» TRAVAIL À FAIRE
a – Recopiez fidèlement le passage du débat au Sénat qui va de « La proposition 25 » jusqu'à « territoriaux à Paris ? ».
b – Rédigez la suite du débat au Sénat en reprenant juste après sa dernière phrase.

» TEXTE DE LECTURE

========================================

Enfin, pouvez-vous nous indiquer ce que le Gouvernement compte faire de votre rapport ?

M. Pierre-Alain Roiron. - Merci pour ce rapport qui va dans le sens de ce que souhaitent de nombreux élus locaux, notamment sur le fait de centraliser les aides dans les mains du préfet, plutôt qu'au sein des agences.

Il est toujours compliqué de répartir les compétences - en particulier concernant le tourisme.

Je ne comprends pas ce que vous dites à propos de la carence. Lorsqu'un service public ne serait plus assuré par une collectivité, le préfet reprendrait-il la main ? Où est la décentralisation ? Je suis d'accord avec mes collèges sur le sujet du conseiller territorial, qui pose un problème de parité.

M. Guy Benarroche. - Je trouve parfaite votre trentième proposition, qui préconise d'interdire le cumul de la présidence de l'EPCI, d'un département ou d'une région. Je l'avais déjà avancée au Sénat, sous forme d'amendement, sans succès. Je trouve extraordinaire, comme vous, qu'une même personne puisse être maire, président de métropole, vice-président de région, ce qui réduit sa capacité à exercer ses responsabilités exécutives. J'applaudis... Mais être maire de grande ville et parlementaire, c'est tout aussi absurde !

Mme Marie-Pierre de La Gontrie. - Sénatrice de Paris, je ne vous surprendrai pas en vous demandant de développer vos deux propositions concernant la capitale.

La proposition 25 consiste à changer le mode électoral. Le Président de la République a dit qu'il fallait que Paris rentre dans le droit commun - nulle part, pourtant, il n'y a, à ma connaissance, d'élection directe du maire. Vous inventez un vote à deux urnes. Paris n'a de maire que depuis 1977 et Jacques Chirac disait qu'il fallait absolument préserver l'unité de Paris en articulant bien les arrondissements et la mairie centrale. Comment justifier cette acrobatie ? Les alternances ont bel et bien eu lieu ; elles ne sont donc pas bloquées. Des travaux ont même été menés, qui montrent que l'actuelle majorité aurait été renforcée si votre proposition avait été mise en oeuvre. Au passage, comment élisez-vous les conseillers territoriaux à Paris ?

========================================

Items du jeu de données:
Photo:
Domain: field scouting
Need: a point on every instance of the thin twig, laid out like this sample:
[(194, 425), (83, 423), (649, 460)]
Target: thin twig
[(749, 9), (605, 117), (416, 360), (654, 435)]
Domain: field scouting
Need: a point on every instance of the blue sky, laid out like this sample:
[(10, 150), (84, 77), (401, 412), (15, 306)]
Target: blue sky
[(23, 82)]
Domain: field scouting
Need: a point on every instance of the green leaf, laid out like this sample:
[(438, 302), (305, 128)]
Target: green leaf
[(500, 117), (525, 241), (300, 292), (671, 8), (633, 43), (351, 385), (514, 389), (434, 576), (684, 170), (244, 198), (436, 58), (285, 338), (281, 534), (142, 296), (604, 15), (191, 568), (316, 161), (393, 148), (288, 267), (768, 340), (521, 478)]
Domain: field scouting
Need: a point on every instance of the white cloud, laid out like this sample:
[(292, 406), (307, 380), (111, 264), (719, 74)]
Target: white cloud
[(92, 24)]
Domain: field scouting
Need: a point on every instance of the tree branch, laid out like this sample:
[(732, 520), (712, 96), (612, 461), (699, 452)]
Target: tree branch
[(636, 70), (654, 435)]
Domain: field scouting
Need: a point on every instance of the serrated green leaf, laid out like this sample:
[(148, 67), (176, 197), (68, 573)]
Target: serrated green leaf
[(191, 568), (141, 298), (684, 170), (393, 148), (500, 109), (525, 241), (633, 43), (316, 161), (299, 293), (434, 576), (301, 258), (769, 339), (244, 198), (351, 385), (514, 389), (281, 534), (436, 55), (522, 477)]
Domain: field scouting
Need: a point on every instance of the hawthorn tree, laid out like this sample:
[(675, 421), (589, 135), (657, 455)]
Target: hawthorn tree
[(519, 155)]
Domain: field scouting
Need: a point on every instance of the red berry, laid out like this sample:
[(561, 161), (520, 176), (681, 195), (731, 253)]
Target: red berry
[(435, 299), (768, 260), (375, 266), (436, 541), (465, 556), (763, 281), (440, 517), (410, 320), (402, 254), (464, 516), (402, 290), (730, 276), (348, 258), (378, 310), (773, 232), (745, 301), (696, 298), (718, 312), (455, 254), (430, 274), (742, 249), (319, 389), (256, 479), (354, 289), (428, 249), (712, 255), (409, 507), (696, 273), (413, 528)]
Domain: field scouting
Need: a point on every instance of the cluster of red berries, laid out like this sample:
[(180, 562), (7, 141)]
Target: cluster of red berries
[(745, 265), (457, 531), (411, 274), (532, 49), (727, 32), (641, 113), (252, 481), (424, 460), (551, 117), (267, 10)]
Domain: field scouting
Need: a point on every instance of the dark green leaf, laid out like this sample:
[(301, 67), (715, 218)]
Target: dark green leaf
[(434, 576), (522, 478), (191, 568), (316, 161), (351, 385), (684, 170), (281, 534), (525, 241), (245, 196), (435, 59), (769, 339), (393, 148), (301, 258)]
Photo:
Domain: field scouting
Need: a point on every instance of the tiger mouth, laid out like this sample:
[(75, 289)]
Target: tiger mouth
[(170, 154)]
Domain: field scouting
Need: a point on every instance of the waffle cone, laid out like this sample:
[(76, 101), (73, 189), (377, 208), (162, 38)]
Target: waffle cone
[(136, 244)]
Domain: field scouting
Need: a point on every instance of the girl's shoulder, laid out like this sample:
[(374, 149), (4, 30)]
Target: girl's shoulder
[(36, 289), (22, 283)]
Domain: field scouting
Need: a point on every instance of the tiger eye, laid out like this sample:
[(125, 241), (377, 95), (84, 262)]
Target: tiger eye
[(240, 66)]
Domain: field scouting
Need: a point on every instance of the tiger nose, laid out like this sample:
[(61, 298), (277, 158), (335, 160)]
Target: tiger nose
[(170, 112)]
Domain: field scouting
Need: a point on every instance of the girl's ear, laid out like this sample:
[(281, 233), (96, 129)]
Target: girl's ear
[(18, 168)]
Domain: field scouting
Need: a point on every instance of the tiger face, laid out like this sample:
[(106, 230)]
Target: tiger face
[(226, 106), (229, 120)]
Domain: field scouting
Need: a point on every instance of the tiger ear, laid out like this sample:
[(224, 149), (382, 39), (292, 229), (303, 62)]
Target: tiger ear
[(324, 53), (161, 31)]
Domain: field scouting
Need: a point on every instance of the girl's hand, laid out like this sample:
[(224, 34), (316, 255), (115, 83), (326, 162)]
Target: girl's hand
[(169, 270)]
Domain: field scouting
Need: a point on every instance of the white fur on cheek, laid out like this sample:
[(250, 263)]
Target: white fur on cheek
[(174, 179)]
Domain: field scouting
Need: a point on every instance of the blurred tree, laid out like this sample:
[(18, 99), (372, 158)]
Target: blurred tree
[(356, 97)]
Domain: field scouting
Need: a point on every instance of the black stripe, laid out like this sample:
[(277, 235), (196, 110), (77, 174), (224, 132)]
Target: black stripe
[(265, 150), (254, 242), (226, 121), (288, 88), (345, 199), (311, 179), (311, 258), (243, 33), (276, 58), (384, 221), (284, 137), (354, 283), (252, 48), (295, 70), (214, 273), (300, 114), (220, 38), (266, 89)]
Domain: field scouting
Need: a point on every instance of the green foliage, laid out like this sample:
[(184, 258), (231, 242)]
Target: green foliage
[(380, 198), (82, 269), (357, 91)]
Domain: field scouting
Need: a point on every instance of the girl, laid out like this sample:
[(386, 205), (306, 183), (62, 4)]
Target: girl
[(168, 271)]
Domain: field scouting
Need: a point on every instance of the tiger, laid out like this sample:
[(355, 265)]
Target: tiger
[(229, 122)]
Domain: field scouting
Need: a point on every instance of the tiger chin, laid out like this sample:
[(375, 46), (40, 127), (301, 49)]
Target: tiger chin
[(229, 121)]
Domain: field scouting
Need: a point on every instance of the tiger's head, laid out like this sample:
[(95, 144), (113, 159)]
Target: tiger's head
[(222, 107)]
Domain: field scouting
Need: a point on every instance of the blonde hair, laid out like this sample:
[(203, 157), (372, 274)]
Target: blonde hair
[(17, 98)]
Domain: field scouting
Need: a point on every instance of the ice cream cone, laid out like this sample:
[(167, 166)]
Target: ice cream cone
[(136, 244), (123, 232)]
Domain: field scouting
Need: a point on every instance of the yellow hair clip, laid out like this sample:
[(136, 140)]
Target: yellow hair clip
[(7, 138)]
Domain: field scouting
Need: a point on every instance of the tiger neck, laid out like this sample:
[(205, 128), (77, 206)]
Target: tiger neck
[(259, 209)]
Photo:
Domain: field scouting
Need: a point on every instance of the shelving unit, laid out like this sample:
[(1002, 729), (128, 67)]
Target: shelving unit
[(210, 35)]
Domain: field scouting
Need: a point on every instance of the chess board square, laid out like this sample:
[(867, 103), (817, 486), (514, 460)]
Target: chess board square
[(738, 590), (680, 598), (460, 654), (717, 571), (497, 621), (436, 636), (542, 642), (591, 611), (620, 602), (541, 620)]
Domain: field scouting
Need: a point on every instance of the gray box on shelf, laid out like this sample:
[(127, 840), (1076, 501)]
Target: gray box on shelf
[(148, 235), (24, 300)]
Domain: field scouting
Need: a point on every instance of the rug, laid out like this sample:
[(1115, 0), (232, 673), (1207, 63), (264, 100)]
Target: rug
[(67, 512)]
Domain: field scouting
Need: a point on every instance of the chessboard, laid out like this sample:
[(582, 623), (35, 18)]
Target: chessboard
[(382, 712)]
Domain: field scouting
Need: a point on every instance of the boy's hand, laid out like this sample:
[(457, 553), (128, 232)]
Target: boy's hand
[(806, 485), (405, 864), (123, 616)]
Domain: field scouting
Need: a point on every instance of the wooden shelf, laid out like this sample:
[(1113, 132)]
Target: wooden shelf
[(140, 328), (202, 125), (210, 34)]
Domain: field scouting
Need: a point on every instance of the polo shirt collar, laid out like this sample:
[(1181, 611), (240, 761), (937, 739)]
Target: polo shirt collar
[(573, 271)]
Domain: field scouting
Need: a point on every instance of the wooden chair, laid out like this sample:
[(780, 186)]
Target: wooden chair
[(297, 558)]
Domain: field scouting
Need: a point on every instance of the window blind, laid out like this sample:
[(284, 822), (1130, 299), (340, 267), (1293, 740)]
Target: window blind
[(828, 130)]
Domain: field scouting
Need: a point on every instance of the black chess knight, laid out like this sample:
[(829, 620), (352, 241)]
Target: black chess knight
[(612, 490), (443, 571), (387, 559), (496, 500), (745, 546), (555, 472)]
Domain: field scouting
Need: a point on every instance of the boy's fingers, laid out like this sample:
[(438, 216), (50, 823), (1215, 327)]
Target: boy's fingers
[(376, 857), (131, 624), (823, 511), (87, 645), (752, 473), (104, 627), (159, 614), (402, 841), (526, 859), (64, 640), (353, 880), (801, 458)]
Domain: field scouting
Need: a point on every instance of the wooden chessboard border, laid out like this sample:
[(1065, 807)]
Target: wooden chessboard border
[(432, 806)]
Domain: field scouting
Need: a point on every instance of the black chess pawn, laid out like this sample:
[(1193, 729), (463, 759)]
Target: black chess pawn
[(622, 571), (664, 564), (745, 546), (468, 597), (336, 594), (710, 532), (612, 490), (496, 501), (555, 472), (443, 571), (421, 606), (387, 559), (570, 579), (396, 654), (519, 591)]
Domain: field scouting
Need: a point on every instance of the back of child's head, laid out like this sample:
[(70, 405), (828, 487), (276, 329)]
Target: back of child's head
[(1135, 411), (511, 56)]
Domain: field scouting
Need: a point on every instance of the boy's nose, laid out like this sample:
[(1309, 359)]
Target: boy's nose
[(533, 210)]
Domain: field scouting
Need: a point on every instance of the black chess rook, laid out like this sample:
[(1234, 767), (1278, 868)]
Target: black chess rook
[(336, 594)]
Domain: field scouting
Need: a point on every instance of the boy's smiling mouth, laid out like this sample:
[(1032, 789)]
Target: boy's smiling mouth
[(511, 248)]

========================================

» CORRIGÉ DES EXERCICES
a –
La proposition 25 consiste à changer le mode électoral. Le Président de la République a dit qu'il fallait que Paris rentre dans le droit commun - nulle part, pourtant, il n'y a, à ma connaissance, d'élection directe du maire. Vous inventez un vote à deux urnes. Paris n'a de maire que depuis 1977 et Jacques Chirac disait qu'il fallait absolument préserver l'unité de Paris en articulant bien les arrondissements et la mairie centrale. Comment justifier cette acrobatie ? Les alternances ont bel et bien eu lieu ; elles ne sont donc pas bloquées. Des travaux ont même été menés, qui montrent que l'actuelle majorité aurait été renforcée si votre proposition avait été mise en oeuvre. Au passage, comment élisez-vous les conseillers territoriaux à Paris ?

b –
Votre proposition 40 porte sur la nationalisation du périphérique. Pourquoi ? On ne sait pas. Le mouvement inverse a été fait à Lyon, où 16 kilomètres de l'A6 et de l'A7 ont été transférés à la métropole, sans compter le transfert de routes nationales vers les départements. Notre obsession, à Paris, est de lutter contre la pollution. Or il y a près de 500 000 riverains du périphérique. Je ne veux pas croire que votre proposition soit motivée par des raisons politiciennes afin de s'opposer à la mise en place prochaine d'une voie de covoiturage - une voie, ce n'est pourtant pas la révolution en marche ! Non, il doit y avoir une autre motivation !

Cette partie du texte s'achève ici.